[Written request A]
Answer these from the justfile:
(i) What value is MODEL set to?
(ii) Which seeds does SEEDS_3 list?
(iii) What command does the sync-external recipe run?

[Page excerpt]
>>>>
Files
evil_MoE/justfile
T
2026-05-23 11:26:39 +08:00

96 lines
3.9 KiB
Makefile

set shell := ["bash", "-cu"]
# Three seeds for headline arms; one seed for ablations.
SEEDS_3 := "41 43 44"
# H4 main: Qwen3.5-2B; if H4 falsified (vanilla hack<30%), switch to Qwen/Qwen3-4B per spec.md.
MODEL := "Qwen/Qwen3.5-2B"
# Compute-fit override for 96GB single-GPU (see docs/grpo_hyperparams.md §Our deviations).
NUM_GEN := "8"
BATCH := "16"
TINY_MODEL := "llamafactory/tiny-random-qwen3" # qwen3 arch, ~6M params, smoke only
BASE := "uv run python -m projected_grpo.run"
default:
@just --list
# fast-dev-run: tiny-random model, real pipeline end-to-end, ~1-2 min, beartype on.
# Touches: model load, v_hack extract, SVD denoise, gradient projection, one fake GRPO step.
# Tests both pathways (vanilla, projected) in one invocation.
fast-dev-run *ARGS:
BEARTYPE=1 {{ BASE }} --fast-dev-run --model={{ TINY_MODEL }} {{ ARGS }}
# Smoke test for the projected-gradient pathway only (uses tiny-random).
smoke-projected:
BEARTYPE=1 {{ BASE }} --fast-dev-run --arm=projected --model={{ TINY_MODEL }}
# Smoke test for vanilla GRPO (no projection).
smoke-vanilla:
BEARTYPE=1 {{ BASE }} --fast-dev-run --arm=vanilla --model={{ TINY_MODEL }}
# Sync the rl-rewardhacking external repo (Nanda's verl wrapper).
sync-external:
cd external/rl-rewardhacking && git pull --ff-only
# Download Qwen3.5-2B to HF cache (warm cache before real runs).
# H: Qwen3.5-2B is the real-run model per spec.md; sub for Qwen3-4B (Nanda) to fit 96GB.
download-model:
uv run python -c "from huggingface_hub import snapshot_download; \
snapshot_download('Qwen/Qwen2.5-1.5B', allow_patterns=['*.json','*.txt','tokenizer*','*.safetensors'])"
<<<<
[Written request B] Format the stretch of the rows from the line containing "Task: point to every instance of the napkin" through the line containing "199], [201, 200]]" as a JSON list of strings, one string per line, with blank lines left out.

[Record excerpts]
>>>>
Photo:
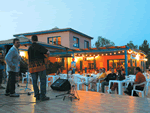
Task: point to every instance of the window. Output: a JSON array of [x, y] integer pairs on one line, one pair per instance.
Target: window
[[76, 42], [54, 40], [86, 44]]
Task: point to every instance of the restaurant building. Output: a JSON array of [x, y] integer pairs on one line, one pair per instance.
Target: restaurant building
[[75, 46]]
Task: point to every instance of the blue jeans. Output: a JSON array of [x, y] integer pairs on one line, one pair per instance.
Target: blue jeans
[[42, 75]]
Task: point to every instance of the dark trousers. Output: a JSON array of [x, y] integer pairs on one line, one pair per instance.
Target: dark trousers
[[11, 82], [1, 76], [42, 75], [134, 93]]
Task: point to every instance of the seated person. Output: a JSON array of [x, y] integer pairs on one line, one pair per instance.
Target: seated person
[[94, 80], [111, 76], [99, 76], [115, 85], [58, 71], [109, 71], [140, 78], [70, 72]]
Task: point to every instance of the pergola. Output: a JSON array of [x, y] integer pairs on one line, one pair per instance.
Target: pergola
[[101, 51]]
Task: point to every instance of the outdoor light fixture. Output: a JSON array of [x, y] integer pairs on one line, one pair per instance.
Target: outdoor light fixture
[[130, 51]]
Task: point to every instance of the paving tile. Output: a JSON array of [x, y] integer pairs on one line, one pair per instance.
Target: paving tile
[[90, 102]]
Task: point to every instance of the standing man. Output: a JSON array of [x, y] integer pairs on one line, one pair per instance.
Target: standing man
[[37, 67], [85, 63], [140, 78], [2, 66], [12, 62]]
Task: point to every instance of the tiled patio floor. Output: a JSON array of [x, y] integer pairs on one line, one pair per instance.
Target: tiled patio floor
[[90, 102]]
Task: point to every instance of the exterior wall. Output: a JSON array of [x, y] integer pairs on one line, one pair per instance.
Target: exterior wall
[[64, 37], [81, 40]]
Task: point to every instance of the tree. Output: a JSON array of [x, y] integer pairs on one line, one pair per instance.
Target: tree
[[101, 42], [131, 45]]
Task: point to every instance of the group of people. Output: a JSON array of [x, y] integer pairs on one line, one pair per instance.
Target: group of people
[[104, 78], [37, 68]]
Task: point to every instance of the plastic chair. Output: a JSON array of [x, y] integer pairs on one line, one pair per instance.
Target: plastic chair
[[144, 83], [99, 84], [77, 81], [24, 76]]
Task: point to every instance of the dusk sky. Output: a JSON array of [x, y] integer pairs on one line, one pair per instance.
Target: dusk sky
[[117, 20]]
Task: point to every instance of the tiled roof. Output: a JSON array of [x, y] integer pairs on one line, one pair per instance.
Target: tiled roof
[[53, 31]]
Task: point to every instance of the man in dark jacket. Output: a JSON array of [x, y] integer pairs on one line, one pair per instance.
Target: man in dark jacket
[[37, 67], [111, 76]]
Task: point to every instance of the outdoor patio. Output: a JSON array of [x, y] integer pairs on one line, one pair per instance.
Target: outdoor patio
[[91, 102]]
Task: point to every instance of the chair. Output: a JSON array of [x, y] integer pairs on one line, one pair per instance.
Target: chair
[[24, 76], [144, 83], [99, 84], [47, 82], [77, 81]]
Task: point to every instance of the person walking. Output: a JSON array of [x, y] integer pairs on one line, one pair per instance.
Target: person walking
[[37, 68], [12, 65]]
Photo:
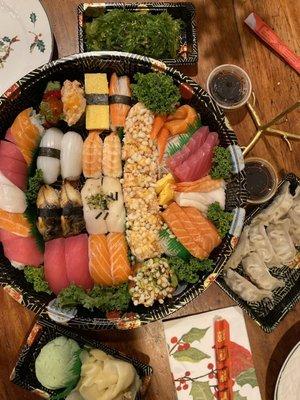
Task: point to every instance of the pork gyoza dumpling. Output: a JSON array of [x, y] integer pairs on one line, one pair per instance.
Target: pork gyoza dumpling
[[278, 208], [294, 217], [259, 273], [244, 288], [281, 241], [260, 243], [241, 250]]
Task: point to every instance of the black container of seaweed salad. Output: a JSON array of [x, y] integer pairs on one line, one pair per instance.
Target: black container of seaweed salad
[[185, 12]]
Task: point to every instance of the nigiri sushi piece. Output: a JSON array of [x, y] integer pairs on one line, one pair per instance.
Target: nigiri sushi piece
[[112, 163], [119, 262], [116, 211], [13, 164], [77, 261], [15, 223], [196, 233], [199, 200], [25, 132], [12, 199], [55, 265], [74, 103], [178, 122], [49, 155], [92, 155], [72, 220], [20, 249], [205, 184], [95, 208], [71, 156], [49, 213], [119, 100], [99, 260], [198, 164]]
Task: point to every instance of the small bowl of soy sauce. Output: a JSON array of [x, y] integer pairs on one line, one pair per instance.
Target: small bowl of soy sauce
[[261, 180]]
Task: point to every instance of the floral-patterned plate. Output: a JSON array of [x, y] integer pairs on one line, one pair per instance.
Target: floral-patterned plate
[[25, 39]]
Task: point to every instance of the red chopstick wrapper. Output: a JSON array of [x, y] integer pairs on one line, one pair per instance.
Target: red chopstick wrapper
[[273, 40]]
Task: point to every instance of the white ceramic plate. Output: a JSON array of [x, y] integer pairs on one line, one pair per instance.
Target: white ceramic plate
[[25, 39], [288, 381]]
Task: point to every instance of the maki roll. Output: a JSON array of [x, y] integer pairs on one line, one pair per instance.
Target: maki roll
[[74, 103], [72, 220], [51, 107], [49, 213]]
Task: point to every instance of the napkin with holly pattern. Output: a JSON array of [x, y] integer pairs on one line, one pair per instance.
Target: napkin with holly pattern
[[190, 342]]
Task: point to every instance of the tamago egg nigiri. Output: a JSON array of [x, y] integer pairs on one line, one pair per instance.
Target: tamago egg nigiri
[[49, 155], [71, 156]]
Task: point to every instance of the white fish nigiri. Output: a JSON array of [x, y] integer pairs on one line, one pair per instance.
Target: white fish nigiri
[[71, 156], [49, 155], [116, 211], [94, 206], [12, 199], [201, 200]]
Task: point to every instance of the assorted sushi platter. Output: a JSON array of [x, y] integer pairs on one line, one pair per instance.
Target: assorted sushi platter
[[164, 31], [119, 198], [263, 273], [56, 363]]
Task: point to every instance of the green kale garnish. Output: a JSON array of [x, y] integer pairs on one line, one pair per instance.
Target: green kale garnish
[[156, 91], [35, 276], [190, 271], [152, 35], [221, 219], [102, 298], [34, 184], [221, 164]]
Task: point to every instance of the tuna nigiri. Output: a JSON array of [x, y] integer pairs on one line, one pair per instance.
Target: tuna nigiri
[[92, 155], [25, 132], [119, 263], [55, 265], [94, 206], [14, 223], [77, 261], [99, 260], [71, 156], [49, 155], [119, 99], [112, 164], [116, 211], [21, 249], [72, 220], [12, 199]]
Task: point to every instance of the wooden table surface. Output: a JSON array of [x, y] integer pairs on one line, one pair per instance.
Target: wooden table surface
[[223, 38]]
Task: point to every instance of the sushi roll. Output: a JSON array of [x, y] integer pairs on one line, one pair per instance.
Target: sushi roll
[[95, 207], [97, 109], [49, 213], [72, 220], [71, 156], [119, 100], [49, 155], [51, 107], [92, 155], [112, 153], [74, 103], [26, 132]]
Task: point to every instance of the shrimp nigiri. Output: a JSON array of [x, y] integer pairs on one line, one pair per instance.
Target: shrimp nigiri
[[92, 155], [119, 99], [112, 163]]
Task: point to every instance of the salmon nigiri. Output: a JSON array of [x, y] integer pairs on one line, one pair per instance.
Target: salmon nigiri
[[119, 263], [25, 133], [119, 99], [92, 155], [112, 163], [14, 223]]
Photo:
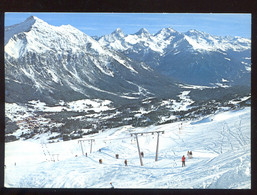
<<<<
[Exercise response A]
(i) "Qwen/Qwen3.5-2B"
(ii) 41, 43 and 44
(iii) cd external/rl-rewardhacking && git pull --ff-only

[Exercise response B]
[
  "Task: point to every instance of the napkin with holly pattern. Output: a JSON array of [x, y] integer pairs on one line, one pair per instance.",
  "Target: napkin with holly pattern",
  "[[190, 342]]",
  "Task: point to every instance of the tamago egg nigiri. Output: a JSON array of [x, y] integer pairs on one line, one pair per instance.",
  "Target: tamago egg nigiri",
  "[[49, 155], [71, 156]]",
  "Task: point to every instance of the white fish nigiri. Output: a JSON array of [x, y] integer pairs on one line, one pair per instance.",
  "Target: white fish nigiri",
  "[[71, 156], [49, 155], [116, 211], [94, 206], [12, 199], [201, 200]]"
]